◆ THE PROBLEM ◆
All lines ahead of the one containing "Consider the photo above. Spot each instance of the shrub" are to be left out; that line and each one after it, through the end of the records below, are to be duplicated exactly.

◆ INPUT FOR THIS TASK ◆

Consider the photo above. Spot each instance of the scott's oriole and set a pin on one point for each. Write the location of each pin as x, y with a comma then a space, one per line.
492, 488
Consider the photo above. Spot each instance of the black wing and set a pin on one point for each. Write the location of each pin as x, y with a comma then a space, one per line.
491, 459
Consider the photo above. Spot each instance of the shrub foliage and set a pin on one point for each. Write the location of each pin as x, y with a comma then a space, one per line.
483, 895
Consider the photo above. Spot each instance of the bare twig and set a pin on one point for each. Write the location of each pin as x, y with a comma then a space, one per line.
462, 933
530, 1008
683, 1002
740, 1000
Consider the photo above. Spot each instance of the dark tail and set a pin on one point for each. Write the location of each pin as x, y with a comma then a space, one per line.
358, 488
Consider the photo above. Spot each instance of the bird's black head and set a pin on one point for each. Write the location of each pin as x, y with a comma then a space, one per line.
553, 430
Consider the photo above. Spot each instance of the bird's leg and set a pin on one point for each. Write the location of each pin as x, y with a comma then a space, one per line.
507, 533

◆ EXERCISE SOLUTION ◆
Consider the photo above. Spot each instance of the shrub foliage and set a pin on one point for each. Write the location of each pin as x, y with a comma then a space, one per line.
483, 895
Consider the photo above. Spot each instance of the bare twig and set a pin on one point for each. Write the location of each pin as x, y with a comma then a space, one per line.
462, 933
530, 1008
683, 1002
740, 1000
Consider the photo above. Spot each instance of the dark tail and set a pin on one point for each. Write the location of each pin as x, y with a comma then a space, one per line.
358, 488
Consider the photo above. Spot each instance of the bird's black head and set a pin on one point for each. Write the location of each pin as x, y with a comma then a space, one per line.
553, 430
Consider the photo above. Spot each instance of the bird's leg and set a pin on one point for each. Write the location of each pin as x, y with a comma then a space, one per line.
507, 533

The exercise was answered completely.